PROVIDED PASSAGE:
- Education: University of California, Berkeley College of William & Mary
- Occupations: Writer; filmmaker;

= Paul Gardner (writer) =

Paul Gardner is an American writer and filmmaker living in New York City.

== Background ==
Gardner grew up in Pasadena and Los Angeles. He attended the University of California, Berkeley, and graduated from the College of William & Mary in Virginia.

== Career ==
Gardner was on staff of The New York Times for seven years as a writer-critic and assistant editor of Sunday Arts & Leisure. In Paris, where he lived for over three years, he contributed theatre and film reviews to the Financial Times of London and worked on film projects with director Claude Chabrol, co-scripting Chabrol's Ten Days' Wonder (film) (La Décade prodigieuse), which starred Orson Welles and Anthony Perkins.

He published a William Faulkner portrait published in A Faulkner Perspective for the Franklin Library; Lynn, the memoirs of Royal Ballet star Lynn Seymour; Brooklyn: People and Places, Past and Present, a socio-cultural history of the famous borough; and Louise Bourgeois, a personal journey into the life of the acclaimed sculptor. Writing for a variety of periodicals, Gardner interviewed subjects as diverse as the Beatles (on their first visit to the U.S.A.), Howard Hawks in Palm Springs, and Leni Riefenstahl in Pöcking, Bayern.

A founding board member of the Delaware Theatre Company, Gardner helped launch the state's first regional theatre in Wilmington.

AVAILABLE DATA:
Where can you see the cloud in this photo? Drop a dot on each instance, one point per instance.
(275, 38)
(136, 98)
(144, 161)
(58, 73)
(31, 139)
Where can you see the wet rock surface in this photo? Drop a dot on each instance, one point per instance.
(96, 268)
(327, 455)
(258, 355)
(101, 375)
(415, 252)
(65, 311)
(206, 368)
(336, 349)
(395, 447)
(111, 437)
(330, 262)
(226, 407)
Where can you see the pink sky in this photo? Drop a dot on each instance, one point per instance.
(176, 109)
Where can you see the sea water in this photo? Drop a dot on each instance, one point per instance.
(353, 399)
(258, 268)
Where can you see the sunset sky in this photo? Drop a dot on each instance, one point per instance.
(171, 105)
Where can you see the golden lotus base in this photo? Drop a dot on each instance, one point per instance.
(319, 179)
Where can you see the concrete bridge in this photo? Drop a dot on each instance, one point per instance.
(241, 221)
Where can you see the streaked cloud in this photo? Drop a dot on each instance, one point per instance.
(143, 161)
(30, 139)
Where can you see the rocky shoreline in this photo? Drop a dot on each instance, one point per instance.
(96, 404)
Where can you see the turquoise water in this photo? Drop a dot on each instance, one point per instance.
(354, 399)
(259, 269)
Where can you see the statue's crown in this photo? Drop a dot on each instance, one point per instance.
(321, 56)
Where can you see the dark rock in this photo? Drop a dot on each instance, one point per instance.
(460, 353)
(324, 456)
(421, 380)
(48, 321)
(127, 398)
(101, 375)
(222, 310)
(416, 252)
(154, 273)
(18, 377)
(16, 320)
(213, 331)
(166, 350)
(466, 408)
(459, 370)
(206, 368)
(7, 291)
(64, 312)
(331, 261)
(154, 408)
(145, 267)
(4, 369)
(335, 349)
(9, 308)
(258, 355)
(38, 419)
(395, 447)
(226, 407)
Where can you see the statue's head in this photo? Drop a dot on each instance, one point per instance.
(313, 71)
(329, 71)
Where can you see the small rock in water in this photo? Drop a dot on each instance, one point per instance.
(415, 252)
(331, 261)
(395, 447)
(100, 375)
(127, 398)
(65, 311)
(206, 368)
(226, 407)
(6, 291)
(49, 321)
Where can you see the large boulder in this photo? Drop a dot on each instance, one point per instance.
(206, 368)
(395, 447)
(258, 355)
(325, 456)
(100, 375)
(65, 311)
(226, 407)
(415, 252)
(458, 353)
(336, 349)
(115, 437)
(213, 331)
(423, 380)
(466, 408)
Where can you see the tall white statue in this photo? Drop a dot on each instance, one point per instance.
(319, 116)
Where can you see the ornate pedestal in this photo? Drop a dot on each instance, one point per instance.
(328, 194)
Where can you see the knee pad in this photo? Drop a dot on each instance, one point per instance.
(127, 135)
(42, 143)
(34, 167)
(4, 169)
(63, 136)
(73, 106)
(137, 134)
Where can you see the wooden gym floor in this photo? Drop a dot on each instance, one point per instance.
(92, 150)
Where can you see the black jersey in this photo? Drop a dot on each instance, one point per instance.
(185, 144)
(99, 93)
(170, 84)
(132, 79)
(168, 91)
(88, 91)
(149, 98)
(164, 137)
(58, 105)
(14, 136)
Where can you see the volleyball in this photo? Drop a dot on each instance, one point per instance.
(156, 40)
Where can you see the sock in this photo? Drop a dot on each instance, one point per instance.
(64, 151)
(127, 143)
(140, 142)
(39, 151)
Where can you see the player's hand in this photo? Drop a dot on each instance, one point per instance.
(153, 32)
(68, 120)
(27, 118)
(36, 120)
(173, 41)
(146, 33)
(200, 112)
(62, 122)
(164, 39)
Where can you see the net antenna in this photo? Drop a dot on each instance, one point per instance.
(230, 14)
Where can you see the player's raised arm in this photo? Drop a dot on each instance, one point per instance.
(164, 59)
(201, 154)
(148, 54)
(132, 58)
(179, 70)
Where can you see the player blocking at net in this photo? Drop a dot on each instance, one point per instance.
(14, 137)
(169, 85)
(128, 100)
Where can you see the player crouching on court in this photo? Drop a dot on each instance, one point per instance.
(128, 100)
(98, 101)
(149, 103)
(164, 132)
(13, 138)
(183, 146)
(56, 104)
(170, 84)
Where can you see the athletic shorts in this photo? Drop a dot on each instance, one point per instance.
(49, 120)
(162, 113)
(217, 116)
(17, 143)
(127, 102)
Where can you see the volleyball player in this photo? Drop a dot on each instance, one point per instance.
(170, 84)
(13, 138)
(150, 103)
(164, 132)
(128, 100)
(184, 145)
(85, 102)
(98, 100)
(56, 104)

WHAT YOU WILL DO: In the article on Paul Gardner, recast the paragraph beginning "Gardner was on staff" as a short bulleted list that keeps its main facts.

WRITTEN ANSWER:
- Spent seven years on the staff of The New York Times as a writer-critic and assistant editor of Sunday Arts & Leisure.
- Lived in Paris for over three years.
- While there, contributed theatre and film reviews to the Financial Times of London.
- Worked on film projects with director Claude Chabrol.
- Co-scripted Chabrol's Ten Days' Wonder (La Décade prodigieuse), starring Orson Welles and Anthony Perkins.